[Что нужно сделать]
(a) Сколько видов катков для КВ в 72-м масштабе предлагается на выбор, согласно обсуждению танков КВ-1э и КВ-2 от PST?
(b) Перепишите без изменений строки из записей: начните со строки, в которой есть «Reviewer note: every instance of the woman's», и продолжайте до конца записей, включая обе границы.

[Текстовый блок]
______________________________

# Моделизм > Моделизм: Авто-БТТ >  Танки КВ-1э и КВ-2 от PST 1/72

## ЛИТОВЕЦ

У важаемые с большим трудом нашел танки КВ-1Е и КВ-2 от PST 1/72 . Увы неокозалось руководств по сборке. Если у ково осталось буду блогодарен. По контактам на коробочке свезатса невозможно.

----------


## Rost

Наилучший и самый копийный вариант - поставить траки от ARMORY.
Они сделаны с использованием 3D методом прототипирования.
http://www.armory-rus.ru/AC72/KV/BIG/ar_ac7242.jpg

Рекомендую также и катки заменить. Имеется на выбор 6 видов катков для КВ в 72 масштабе. Вам подойдут эти
http://www.armory-rus.ru/AC72/KV/BIG/ar_ac7231.jpg

Или эти http://www.armory-rus.ru/AC72/KV/BIG/ar_ac7232.jpg
Вот здесь http://www.armory-rus.ru/index/0-33 можно посмотреть весь ассортимент продукции для КВ.
Только нужно зарегистрироваться на http://www.armory-rus.ru.

----------


## forten07

> У важаемые с большим трудом нашел танки КВ-1Е и КВ-2 от PST 1/72 . Увы неокозалось руководств по сборке. Если у ково осталось буду блогодарен. По контактам на коробочке свезатса невозможно.


ЗАчем Вам оно? Их править пекло- возмите Трумпетер

----------

______________________________

[Исходные записи]
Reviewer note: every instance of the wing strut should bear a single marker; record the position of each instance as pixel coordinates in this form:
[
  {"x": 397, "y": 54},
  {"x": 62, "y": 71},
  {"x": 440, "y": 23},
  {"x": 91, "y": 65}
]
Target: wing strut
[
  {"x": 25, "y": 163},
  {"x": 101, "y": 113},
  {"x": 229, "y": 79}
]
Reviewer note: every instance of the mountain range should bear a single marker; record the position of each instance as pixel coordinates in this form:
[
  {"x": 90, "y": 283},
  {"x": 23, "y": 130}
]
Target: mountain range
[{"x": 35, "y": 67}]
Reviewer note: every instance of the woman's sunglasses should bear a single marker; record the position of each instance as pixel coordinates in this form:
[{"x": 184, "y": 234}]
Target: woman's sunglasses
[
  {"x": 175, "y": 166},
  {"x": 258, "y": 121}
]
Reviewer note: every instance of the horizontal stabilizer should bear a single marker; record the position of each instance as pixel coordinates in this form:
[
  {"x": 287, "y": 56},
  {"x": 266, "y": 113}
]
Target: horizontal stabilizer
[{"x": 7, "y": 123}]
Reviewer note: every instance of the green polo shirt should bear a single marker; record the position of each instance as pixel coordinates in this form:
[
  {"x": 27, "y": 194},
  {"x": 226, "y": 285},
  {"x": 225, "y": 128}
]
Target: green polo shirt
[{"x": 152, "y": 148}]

______________________________

[Ответы по заданиям]
(a) Шесть видов.

(b)
Reviewer note: every instance of the woman's sunglasses should bear a single marker; record the position of each instance as pixel coordinates in this form:
[{"x": 184, "y": 234}]
Target: woman's sunglasses
[
  {"x": 175, "y": 166},
  {"x": 258, "y": 121}
]
Reviewer note: every instance of the horizontal stabilizer should bear a single marker; record the position of each instance as pixel coordinates in this form:
[
  {"x": 287, "y": 56},
  {"x": 266, "y": 113}
]
Target: horizontal stabilizer
[{"x": 7, "y": 123}]
Reviewer note: every instance of the green polo shirt should bear a single marker; record the position of each instance as pixel coordinates in this form:
[
  {"x": 27, "y": 194},
  {"x": 226, "y": 285},
  {"x": 225, "y": 128}
]
Target: green polo shirt
[{"x": 152, "y": 148}]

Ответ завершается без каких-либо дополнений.